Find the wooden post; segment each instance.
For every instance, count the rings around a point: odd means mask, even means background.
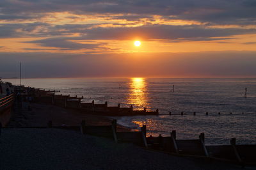
[[[146,139],[147,126],[146,125],[143,125],[143,127],[141,127],[141,137],[142,137],[142,141],[143,141],[144,146],[146,148],[148,148],[148,143],[147,142],[147,139]]]
[[[176,130],[172,130],[171,133],[171,135],[173,137],[174,139],[176,140]]]
[[[113,120],[112,121],[112,132],[113,137],[114,138],[115,142],[117,143],[117,136],[116,136],[116,120]]]
[[[172,131],[171,141],[172,141],[173,148],[175,150],[176,153],[179,154],[178,146],[177,145],[177,143],[176,143],[176,130]]]
[[[245,88],[245,92],[244,92],[244,97],[247,98],[247,88]]]
[[[80,130],[82,134],[85,134],[85,120],[84,120],[81,123]]]
[[[205,143],[204,143],[204,133],[201,133],[200,134],[199,141],[200,142],[202,147],[203,148],[204,155],[208,157],[209,157],[208,151],[205,147],[205,145],[204,144]]]
[[[204,142],[204,133],[201,133],[200,135],[199,135],[199,139],[202,139],[202,141]]]
[[[2,127],[3,127],[2,123],[1,123],[0,121],[0,137],[1,137],[1,134],[2,133]]]
[[[52,121],[51,120],[48,121],[47,127],[49,127],[49,128],[52,128]]]
[[[230,144],[232,146],[232,148],[233,148],[234,152],[235,153],[236,158],[240,163],[243,163],[242,160],[241,159],[239,153],[238,153],[238,151],[236,147],[236,138],[232,138],[230,139]]]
※ ※ ※
* **Task instructions**: Write out all of the items above again, swapping "wooden post" for "fence post" and keeping every other word the same. Leave the pictures out.

* **Output below**:
Find the fence post; segment each instance.
For every instance, count the rings around a point: odd means mask, even means background.
[[[146,139],[147,126],[146,125],[143,125],[143,127],[141,127],[141,137],[142,137],[142,141],[143,141],[144,146],[146,148],[148,148],[148,143],[147,142],[147,139]]]
[[[176,130],[172,130],[171,133],[171,135],[173,137],[174,139],[176,140]]]
[[[113,120],[112,121],[112,132],[113,137],[114,138],[115,142],[117,143],[117,136],[116,136],[116,120]]]
[[[172,131],[171,141],[172,141],[173,148],[175,150],[176,153],[179,154],[178,146],[177,145],[177,143],[176,143],[176,130]]]
[[[245,88],[245,92],[244,92],[244,97],[247,98],[247,88]]]
[[[80,130],[82,134],[85,134],[85,120],[84,120],[81,123]]]
[[[205,143],[204,143],[204,133],[201,133],[200,134],[199,141],[200,142],[202,147],[203,148],[204,155],[208,157],[209,157],[208,151],[205,147],[205,145],[204,144]]]
[[[204,142],[204,133],[201,133],[200,135],[199,135],[199,139],[202,139],[202,141]]]
[[[2,127],[3,127],[2,123],[1,123],[0,121],[0,137],[1,137],[1,134],[2,133]]]
[[[52,121],[51,120],[48,121],[47,127],[49,127],[49,128],[52,128]]]
[[[230,144],[232,146],[232,148],[233,148],[234,152],[235,153],[236,158],[240,163],[243,163],[242,160],[241,159],[239,153],[238,153],[238,151],[236,147],[236,138],[232,138],[230,139]]]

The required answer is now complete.